* _Goal of the exercise_
Count the lines in the rows below that contain the string "wall". Reply with the number alone.

########################################

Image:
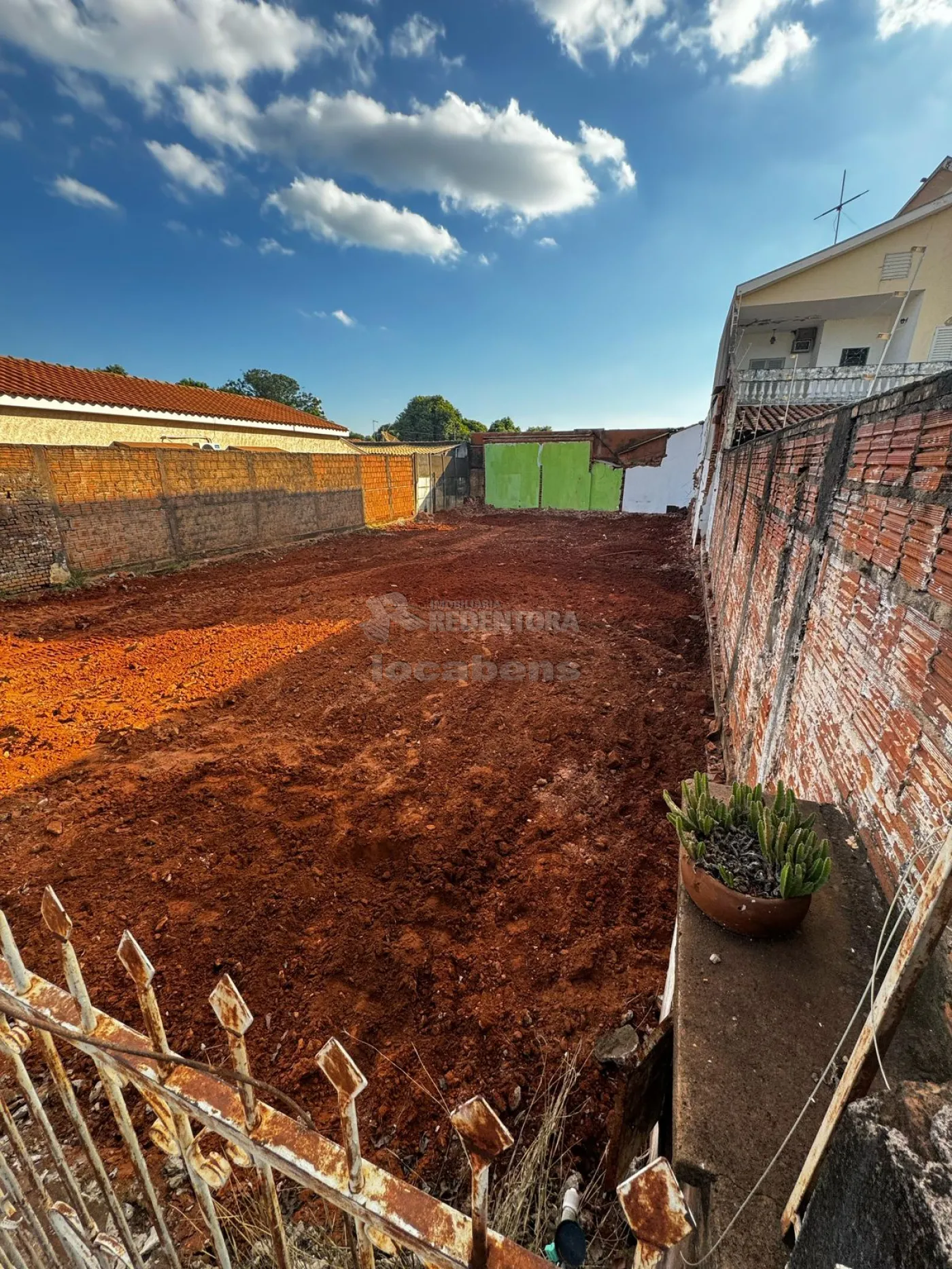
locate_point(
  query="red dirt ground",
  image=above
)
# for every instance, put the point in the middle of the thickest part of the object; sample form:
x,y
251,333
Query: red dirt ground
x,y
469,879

########################################

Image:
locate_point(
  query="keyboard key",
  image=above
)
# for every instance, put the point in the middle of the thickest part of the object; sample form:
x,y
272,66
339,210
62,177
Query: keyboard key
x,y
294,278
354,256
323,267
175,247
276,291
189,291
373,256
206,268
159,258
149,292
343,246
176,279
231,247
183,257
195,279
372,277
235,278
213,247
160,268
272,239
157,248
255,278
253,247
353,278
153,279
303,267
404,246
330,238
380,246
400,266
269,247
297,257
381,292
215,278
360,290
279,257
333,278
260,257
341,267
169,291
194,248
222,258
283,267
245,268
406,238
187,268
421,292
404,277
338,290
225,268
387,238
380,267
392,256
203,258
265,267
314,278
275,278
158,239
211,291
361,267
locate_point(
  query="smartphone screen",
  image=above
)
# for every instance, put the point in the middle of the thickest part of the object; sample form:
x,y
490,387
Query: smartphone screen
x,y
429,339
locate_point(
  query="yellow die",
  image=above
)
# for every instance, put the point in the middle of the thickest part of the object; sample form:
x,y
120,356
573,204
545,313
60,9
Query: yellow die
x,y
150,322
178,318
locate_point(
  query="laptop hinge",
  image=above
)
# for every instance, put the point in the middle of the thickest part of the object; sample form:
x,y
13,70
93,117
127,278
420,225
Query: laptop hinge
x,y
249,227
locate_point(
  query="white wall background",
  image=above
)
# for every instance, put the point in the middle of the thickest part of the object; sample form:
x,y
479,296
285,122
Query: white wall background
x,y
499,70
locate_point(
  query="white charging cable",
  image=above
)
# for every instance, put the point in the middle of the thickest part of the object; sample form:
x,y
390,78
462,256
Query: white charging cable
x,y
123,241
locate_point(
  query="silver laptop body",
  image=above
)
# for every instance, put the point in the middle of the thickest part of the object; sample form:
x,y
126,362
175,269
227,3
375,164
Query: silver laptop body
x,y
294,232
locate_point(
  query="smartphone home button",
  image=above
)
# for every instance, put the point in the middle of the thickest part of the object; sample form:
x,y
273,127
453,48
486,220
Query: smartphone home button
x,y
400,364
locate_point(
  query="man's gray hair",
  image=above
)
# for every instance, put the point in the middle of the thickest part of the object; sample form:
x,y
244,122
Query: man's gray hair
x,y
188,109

########################################

* _Task answer_
2